■ **YOUR OBJECTIVE**: The expected result is the run of lines from the one containing "Look at the photo above. For every instance of the brick" to the end of the listing, copied exactly.

■ **INFORMATION PROVIDED**:
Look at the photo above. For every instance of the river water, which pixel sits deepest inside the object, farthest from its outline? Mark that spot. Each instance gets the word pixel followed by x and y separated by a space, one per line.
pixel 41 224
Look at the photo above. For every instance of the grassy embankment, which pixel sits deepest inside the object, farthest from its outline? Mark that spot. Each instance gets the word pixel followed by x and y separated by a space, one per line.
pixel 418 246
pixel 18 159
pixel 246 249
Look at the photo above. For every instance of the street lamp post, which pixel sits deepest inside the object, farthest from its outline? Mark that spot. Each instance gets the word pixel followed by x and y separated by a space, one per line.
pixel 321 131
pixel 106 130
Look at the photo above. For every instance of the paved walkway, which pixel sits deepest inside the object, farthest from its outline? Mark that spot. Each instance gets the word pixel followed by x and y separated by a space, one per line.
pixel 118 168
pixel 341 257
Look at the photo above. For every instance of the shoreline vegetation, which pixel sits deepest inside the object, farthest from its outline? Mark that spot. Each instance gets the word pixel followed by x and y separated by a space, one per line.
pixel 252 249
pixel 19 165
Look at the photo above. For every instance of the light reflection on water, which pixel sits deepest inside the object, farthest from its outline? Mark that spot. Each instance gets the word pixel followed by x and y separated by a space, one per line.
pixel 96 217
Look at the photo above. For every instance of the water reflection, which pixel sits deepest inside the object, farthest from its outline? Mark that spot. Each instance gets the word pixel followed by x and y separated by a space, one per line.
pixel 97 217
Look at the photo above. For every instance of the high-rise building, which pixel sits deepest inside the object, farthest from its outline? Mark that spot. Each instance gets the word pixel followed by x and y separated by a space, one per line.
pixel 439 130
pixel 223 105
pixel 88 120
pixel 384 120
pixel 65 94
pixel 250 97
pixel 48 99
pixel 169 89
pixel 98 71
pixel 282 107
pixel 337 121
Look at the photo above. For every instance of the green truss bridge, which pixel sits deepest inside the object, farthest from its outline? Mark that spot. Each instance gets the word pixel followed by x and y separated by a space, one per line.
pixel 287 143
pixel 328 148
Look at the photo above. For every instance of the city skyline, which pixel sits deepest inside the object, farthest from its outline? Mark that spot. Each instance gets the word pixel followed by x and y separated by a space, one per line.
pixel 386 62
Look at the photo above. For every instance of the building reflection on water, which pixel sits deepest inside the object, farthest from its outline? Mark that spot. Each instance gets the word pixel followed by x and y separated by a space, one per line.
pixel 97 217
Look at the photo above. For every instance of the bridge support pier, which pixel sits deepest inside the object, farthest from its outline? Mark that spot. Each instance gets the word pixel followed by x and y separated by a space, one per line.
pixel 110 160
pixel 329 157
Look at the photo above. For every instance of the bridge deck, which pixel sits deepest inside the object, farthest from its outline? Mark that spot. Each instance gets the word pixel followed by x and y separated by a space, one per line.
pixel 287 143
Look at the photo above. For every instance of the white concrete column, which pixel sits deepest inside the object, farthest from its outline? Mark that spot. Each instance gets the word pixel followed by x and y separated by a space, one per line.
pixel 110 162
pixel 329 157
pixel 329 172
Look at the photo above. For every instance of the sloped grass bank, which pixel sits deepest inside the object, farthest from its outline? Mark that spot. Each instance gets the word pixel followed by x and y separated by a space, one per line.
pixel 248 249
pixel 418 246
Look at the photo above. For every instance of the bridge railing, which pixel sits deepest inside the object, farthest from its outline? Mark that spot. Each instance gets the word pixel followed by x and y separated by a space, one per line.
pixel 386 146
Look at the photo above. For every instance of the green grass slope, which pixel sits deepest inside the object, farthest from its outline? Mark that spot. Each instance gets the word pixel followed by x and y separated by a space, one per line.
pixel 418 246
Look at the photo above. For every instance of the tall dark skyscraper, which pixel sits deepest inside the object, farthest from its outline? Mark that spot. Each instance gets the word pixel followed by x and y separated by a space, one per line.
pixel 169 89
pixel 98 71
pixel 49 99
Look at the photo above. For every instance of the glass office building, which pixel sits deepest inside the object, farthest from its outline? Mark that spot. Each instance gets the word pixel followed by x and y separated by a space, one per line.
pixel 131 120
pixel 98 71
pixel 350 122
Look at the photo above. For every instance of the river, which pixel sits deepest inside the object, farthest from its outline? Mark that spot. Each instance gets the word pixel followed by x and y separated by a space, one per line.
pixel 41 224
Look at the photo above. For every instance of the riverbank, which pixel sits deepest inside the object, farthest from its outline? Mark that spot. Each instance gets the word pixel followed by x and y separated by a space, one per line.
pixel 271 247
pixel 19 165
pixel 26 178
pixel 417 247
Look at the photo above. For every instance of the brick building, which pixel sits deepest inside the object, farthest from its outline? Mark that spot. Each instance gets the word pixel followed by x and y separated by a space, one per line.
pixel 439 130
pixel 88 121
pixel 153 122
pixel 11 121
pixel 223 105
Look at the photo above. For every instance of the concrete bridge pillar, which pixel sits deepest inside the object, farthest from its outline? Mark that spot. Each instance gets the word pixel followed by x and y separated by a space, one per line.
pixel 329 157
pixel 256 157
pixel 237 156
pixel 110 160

■ **RESULT OF THIS EXERCISE**:
Look at the photo above. For every instance of the brick building, which pixel sits deepest inside the object, farthest from its outline? Mark that spot. Each instance gets the word pixel followed by x and y separated by a space, one per line.
pixel 439 130
pixel 88 121
pixel 153 122
pixel 11 121
pixel 223 105
Look at the photo above. For every instance of the concrete bridge pillar, which pixel sits deepest inside the object, farthest from its outline? Mark that spot. Each instance gets the word pixel followed by x and y separated by a space, one per line.
pixel 329 157
pixel 256 157
pixel 237 156
pixel 110 160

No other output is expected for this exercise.